[ACTIVITY LIST]
1. According to the article, which organization's annual day function did Finance Minister Nirmala Sitharaman address?
2. Copy the article's text between "CCI should have" and "supply side manipulations.", inclusive, word for word.

[TEXT SEGMENT]
--
Citing Centre’s infra push, FM flags the possibility of ‘cartelisation’ threat

BL New Delhi Bureau | Updated on: May 20, 2022
Finance Minister Nirmala Sitharaman addresses the 13th Annual Day function of Competition Commission of India (CCI), in New Delhi, on Friday

Finance Minister Nirmala Sitharaman addresses the 13th Annual Day function of Competition Commission of India (CCI), in New Delhi, on Friday | Photo Credit: -

Asks CCI to go behind real reasons for supply disruptions

As the country grapples with runaway inflation of commodities and food items that threaten to affect the economic recovery, Finance Minister Nirmala Sitharaman has urged the Competition Commission of India (CCI) to upskill themselves in handling new challenges in the fast-changing domestic and international business landscape post the pandemic and amid geopolitical tensions.

CCI should have a “proactive understanding” of what is shaping markets in the ongoing recovery, especially in mergers and acquisition (M&As), Sitharaman advised.

Rising prices

Addressing CCI’s 13th annual day function in the national capital, Sitharaman also flagged the possibility of threat from cartelisation, especially when the government is ramping up spend on infrastructure to scale up demand.

She also wanted CCI to ensure that the global shortage of commodities and supply chain disruptions do not end up in monopolistic/duopolistic tendencies leading to price rise and supply side manipulations.
--
[DATASET EXCERPTS]

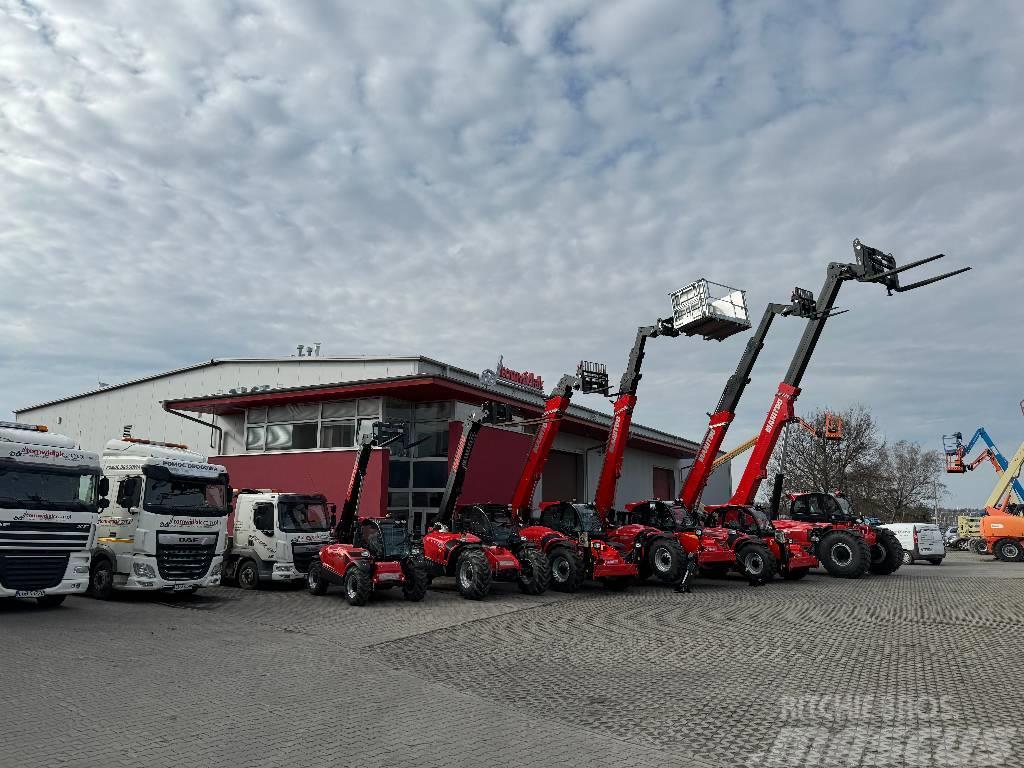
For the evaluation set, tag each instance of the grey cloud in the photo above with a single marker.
(463, 179)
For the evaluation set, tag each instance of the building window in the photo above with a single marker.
(306, 426)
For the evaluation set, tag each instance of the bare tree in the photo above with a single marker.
(898, 482)
(911, 482)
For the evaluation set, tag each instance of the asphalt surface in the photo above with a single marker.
(920, 668)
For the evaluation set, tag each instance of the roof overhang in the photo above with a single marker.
(420, 388)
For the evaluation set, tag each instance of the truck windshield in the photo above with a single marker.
(300, 516)
(590, 521)
(181, 495)
(47, 488)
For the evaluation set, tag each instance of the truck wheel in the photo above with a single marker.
(757, 563)
(101, 580)
(616, 584)
(566, 569)
(248, 576)
(844, 554)
(887, 553)
(472, 574)
(535, 571)
(315, 583)
(1008, 550)
(358, 583)
(415, 588)
(667, 560)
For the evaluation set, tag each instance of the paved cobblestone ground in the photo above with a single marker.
(820, 671)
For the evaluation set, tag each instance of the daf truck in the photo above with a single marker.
(166, 528)
(274, 537)
(49, 501)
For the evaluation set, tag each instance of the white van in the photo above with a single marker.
(921, 541)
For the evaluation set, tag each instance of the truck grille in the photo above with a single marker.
(302, 555)
(42, 537)
(32, 571)
(183, 562)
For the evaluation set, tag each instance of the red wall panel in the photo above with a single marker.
(325, 472)
(499, 458)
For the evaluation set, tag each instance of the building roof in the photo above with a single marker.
(446, 381)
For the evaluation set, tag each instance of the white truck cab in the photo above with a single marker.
(48, 507)
(166, 527)
(921, 541)
(274, 537)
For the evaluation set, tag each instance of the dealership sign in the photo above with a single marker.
(508, 376)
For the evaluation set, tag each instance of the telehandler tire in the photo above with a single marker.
(358, 584)
(757, 562)
(844, 554)
(887, 553)
(472, 574)
(567, 572)
(535, 571)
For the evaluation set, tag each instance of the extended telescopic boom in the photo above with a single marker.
(871, 266)
(802, 305)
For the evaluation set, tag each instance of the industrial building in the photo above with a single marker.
(293, 424)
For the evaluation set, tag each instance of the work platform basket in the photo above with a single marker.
(710, 309)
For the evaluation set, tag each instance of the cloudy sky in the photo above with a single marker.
(182, 180)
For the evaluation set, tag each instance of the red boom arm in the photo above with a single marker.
(554, 410)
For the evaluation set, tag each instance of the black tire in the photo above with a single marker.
(247, 574)
(472, 574)
(616, 584)
(757, 562)
(844, 554)
(667, 560)
(567, 571)
(795, 574)
(1008, 550)
(415, 587)
(887, 553)
(101, 579)
(315, 583)
(358, 584)
(535, 571)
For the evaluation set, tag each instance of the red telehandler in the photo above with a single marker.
(845, 545)
(696, 311)
(370, 553)
(563, 557)
(478, 548)
(745, 542)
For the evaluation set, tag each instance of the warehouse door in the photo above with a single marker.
(665, 483)
(562, 477)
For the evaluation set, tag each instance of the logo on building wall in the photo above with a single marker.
(508, 376)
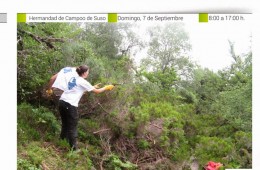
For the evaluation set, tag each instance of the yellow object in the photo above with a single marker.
(49, 92)
(97, 86)
(109, 87)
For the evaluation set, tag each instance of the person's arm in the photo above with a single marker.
(52, 80)
(107, 87)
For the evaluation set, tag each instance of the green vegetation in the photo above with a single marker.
(167, 112)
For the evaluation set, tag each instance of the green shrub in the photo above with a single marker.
(214, 149)
(25, 164)
(34, 123)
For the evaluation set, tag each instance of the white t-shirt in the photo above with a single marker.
(76, 88)
(64, 77)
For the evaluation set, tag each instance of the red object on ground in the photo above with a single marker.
(213, 165)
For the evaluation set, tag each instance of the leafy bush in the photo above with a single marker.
(34, 123)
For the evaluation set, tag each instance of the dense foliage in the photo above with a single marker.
(168, 113)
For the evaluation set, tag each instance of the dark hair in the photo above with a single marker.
(82, 69)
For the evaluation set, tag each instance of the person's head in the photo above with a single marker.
(83, 71)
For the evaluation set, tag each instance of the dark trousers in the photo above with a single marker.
(69, 119)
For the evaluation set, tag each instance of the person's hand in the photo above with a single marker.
(97, 86)
(109, 87)
(49, 92)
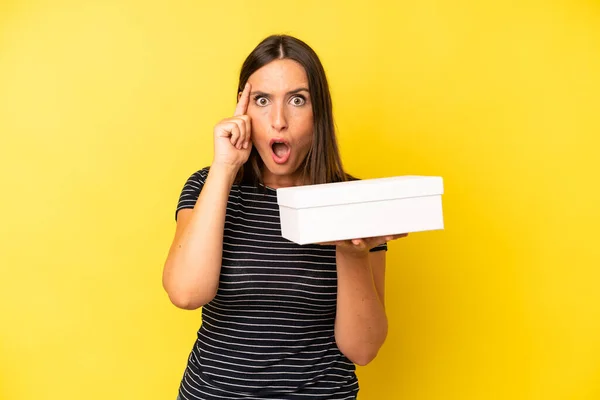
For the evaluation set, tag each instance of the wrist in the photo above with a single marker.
(352, 255)
(224, 171)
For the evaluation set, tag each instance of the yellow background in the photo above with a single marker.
(106, 107)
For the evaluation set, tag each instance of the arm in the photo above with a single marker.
(193, 266)
(191, 271)
(361, 323)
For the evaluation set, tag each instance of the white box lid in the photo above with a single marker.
(360, 191)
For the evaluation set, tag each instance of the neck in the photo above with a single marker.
(281, 181)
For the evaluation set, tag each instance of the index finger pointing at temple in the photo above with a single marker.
(242, 105)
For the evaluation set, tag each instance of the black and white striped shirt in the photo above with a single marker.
(269, 332)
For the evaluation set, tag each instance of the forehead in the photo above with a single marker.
(279, 76)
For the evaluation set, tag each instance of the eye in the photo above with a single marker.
(298, 100)
(261, 101)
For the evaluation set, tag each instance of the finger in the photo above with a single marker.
(242, 105)
(235, 133)
(242, 137)
(248, 132)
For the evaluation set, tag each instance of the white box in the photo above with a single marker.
(361, 209)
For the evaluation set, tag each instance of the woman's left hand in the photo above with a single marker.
(362, 246)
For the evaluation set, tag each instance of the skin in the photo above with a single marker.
(274, 103)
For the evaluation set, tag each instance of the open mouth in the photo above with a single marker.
(281, 150)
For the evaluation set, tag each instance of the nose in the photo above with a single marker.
(279, 118)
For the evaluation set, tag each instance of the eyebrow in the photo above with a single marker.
(288, 93)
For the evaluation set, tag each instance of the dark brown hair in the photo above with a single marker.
(323, 163)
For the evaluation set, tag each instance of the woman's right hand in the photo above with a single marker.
(232, 136)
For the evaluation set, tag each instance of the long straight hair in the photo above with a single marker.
(323, 163)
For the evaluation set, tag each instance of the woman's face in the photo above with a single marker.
(282, 120)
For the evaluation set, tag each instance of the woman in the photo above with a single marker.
(279, 320)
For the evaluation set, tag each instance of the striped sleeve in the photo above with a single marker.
(191, 190)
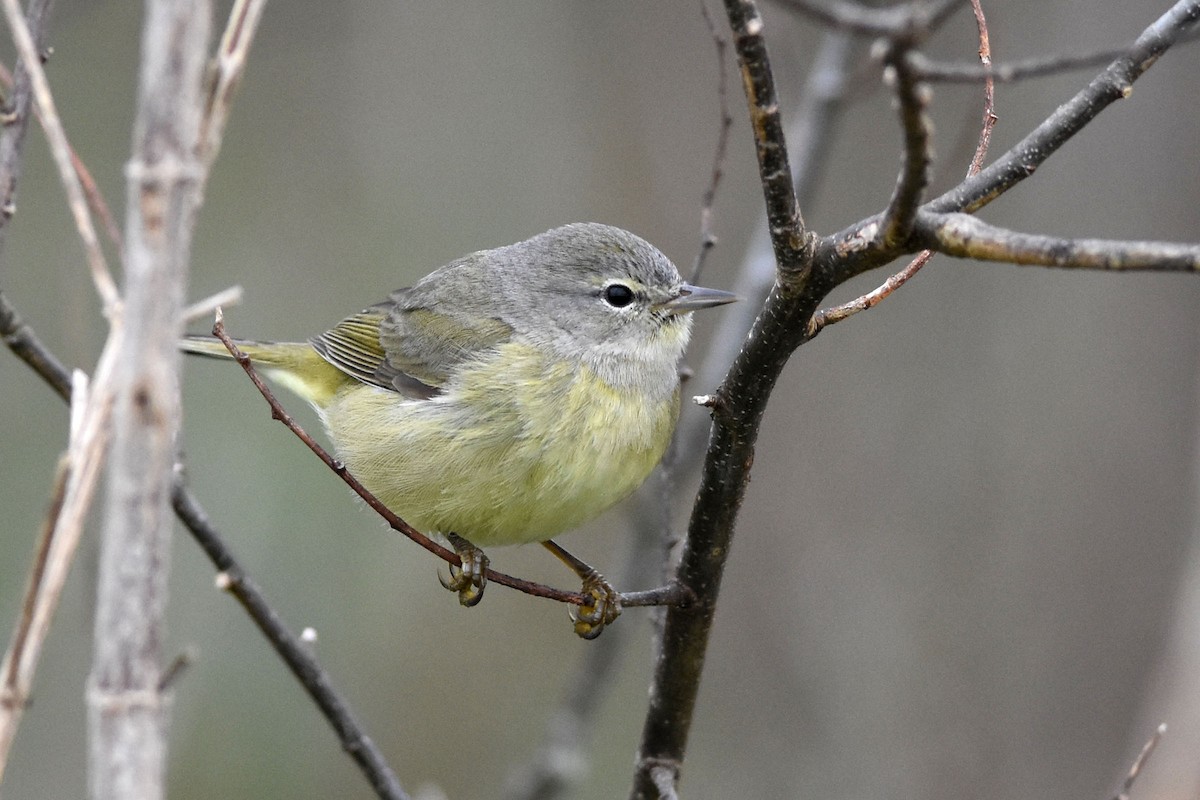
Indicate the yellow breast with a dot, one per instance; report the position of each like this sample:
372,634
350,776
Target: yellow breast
517,449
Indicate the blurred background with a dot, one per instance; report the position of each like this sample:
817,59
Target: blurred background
965,560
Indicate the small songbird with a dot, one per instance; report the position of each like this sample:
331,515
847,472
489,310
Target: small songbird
508,396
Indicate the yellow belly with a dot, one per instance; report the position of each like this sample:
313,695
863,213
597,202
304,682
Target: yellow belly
504,456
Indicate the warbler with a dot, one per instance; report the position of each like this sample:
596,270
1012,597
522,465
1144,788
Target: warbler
508,396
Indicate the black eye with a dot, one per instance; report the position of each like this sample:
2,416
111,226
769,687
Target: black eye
617,295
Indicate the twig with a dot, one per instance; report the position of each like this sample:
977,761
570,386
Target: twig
25,346
918,128
228,66
871,20
90,410
1140,762
208,306
1115,83
292,650
837,313
16,119
810,132
707,238
60,149
17,673
790,238
967,236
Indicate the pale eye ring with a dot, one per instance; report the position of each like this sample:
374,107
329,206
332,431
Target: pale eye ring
617,295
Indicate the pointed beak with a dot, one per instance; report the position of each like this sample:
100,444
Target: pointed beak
695,298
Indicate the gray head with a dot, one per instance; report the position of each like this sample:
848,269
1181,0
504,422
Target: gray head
597,289
585,292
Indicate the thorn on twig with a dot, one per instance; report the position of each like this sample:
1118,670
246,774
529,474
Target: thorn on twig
178,667
1140,762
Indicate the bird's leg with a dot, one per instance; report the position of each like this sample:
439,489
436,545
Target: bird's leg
471,578
604,606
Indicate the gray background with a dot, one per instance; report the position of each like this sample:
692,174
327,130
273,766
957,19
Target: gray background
971,509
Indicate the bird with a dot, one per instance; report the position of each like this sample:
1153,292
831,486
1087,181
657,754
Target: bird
507,397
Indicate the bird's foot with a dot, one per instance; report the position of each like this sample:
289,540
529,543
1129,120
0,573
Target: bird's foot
601,607
471,578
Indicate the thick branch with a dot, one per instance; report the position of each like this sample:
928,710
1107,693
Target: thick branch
127,711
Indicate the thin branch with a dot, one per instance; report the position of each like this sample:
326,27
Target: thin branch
1140,763
810,132
1013,71
870,20
707,238
966,236
292,650
27,347
60,149
90,411
227,70
208,306
913,98
129,711
17,672
790,238
835,314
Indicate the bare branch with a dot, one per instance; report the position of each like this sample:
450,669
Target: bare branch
652,597
127,710
913,97
901,20
967,236
790,238
835,314
707,238
61,151
16,118
1115,83
292,650
228,67
1140,763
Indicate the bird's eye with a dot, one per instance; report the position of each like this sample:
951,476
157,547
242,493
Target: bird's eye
617,295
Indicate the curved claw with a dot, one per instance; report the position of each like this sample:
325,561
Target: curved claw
471,578
603,608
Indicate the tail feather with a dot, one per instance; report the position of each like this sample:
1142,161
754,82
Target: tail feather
293,365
--
[SOLUTIONS TO THE TASKS]
1. The Competition Commission of India (CCI), at its 13th annual day function.

2.
CCI should have a “proactive understanding” of what is shaping markets in the ongoing recovery, especially in mergers and acquisition (M&As), Sitharaman advised.

Rising prices

Addressing CCI’s 13th annual day function in the national capital, Sitharaman also flagged the possibility of threat from cartelisation, especially when the government is ramping up spend on infrastructure to scale up demand.

She also wanted CCI to ensure that the global shortage of commodities and supply chain disruptions do not end up in monopolistic/duopolistic tendencies leading to price rise and supply side manipulations.